> OBJECTIVE: Look below for the line with "Look at the photo above. For every instance of the black", and from there restate every line word for word until the entries end.

> MATERIAL TO PROCESS:
----------
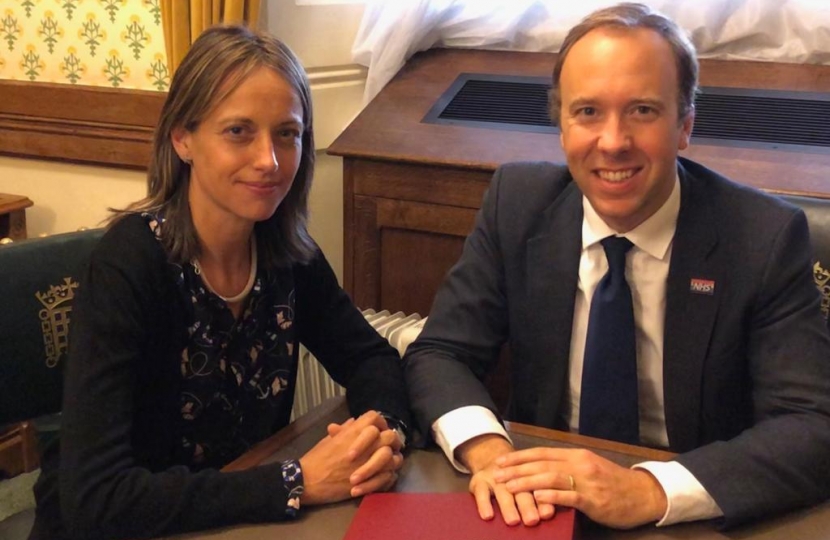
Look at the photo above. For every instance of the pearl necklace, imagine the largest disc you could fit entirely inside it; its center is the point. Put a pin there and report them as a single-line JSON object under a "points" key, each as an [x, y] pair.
{"points": [[248, 286]]}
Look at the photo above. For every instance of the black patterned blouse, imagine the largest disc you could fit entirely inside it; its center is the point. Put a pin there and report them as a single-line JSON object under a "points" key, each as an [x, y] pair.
{"points": [[237, 374]]}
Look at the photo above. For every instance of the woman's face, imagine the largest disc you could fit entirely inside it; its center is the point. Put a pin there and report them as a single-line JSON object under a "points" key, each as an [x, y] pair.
----------
> SOLUTION TO THIS EXERCISE:
Look at the photo above. For every instance of the black patterned blouse, imagine the largest disc you could fit entirely inside it; its center is the point. Put a pin there and report them as a single-line JSON object under a "points" key, each as an [x, y] pair.
{"points": [[237, 374]]}
Look at the photo above. For every instance of the woman's face, imagine the largest disc you could fit entirely inside it; its center is the point. Put a pin there and report them as a single-line JSON object under a "points" key, each as an [x, y] pair.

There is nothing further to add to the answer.